══ Data records ══

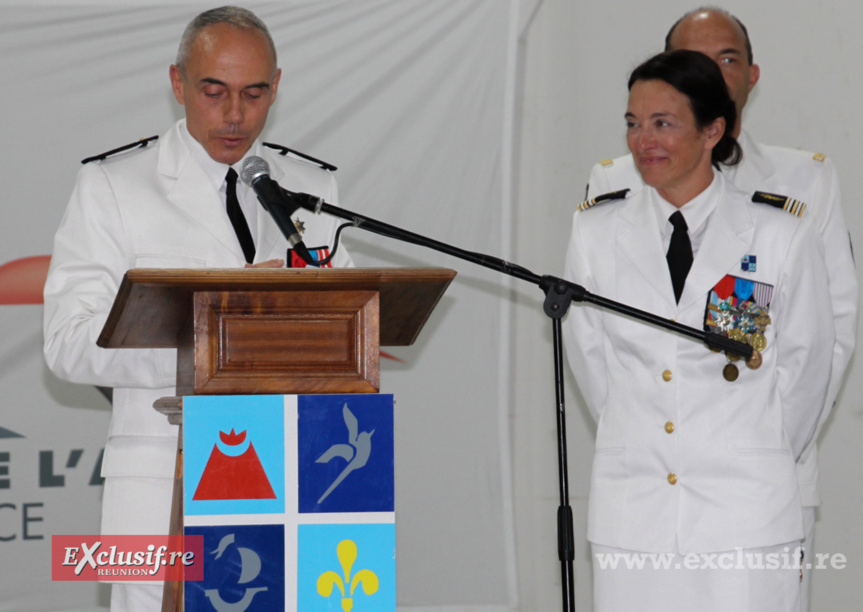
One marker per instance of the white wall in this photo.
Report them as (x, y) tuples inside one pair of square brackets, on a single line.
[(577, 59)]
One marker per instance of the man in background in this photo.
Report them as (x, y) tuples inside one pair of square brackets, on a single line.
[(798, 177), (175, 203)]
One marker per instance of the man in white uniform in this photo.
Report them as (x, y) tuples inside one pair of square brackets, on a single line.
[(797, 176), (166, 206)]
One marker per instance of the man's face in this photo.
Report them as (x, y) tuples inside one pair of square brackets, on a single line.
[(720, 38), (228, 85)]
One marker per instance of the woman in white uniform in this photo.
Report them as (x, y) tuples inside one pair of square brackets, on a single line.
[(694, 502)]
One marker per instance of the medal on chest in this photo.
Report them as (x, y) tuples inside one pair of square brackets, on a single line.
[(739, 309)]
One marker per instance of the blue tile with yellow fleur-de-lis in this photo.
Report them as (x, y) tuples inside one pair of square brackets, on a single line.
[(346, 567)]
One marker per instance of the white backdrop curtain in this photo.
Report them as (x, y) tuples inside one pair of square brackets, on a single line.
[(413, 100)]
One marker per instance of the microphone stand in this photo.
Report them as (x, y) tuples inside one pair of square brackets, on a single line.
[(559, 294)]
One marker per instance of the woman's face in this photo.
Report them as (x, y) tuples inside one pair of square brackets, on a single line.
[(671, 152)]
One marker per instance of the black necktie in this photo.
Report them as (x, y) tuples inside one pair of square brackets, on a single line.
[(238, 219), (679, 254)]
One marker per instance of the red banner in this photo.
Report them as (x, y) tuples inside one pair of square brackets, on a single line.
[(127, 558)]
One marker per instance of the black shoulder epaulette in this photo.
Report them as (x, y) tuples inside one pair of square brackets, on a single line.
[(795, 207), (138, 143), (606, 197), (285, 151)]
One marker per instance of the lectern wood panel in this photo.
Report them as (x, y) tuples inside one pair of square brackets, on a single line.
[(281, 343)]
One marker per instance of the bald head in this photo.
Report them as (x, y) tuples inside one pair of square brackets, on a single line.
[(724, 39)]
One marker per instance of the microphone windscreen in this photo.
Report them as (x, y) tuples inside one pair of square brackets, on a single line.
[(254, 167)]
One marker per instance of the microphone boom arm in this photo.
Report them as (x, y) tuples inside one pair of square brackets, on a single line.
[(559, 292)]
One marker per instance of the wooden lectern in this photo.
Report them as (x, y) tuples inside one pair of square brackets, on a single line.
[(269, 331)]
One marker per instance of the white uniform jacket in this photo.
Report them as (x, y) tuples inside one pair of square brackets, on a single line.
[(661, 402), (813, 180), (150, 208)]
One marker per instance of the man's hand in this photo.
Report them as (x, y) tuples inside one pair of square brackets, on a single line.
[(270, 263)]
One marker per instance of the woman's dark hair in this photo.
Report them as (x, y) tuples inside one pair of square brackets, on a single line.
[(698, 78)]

═══

**Task prompt:** Looking at each line of the material above, tally those that hold the string "face" and give only the total.

**Answer:** 2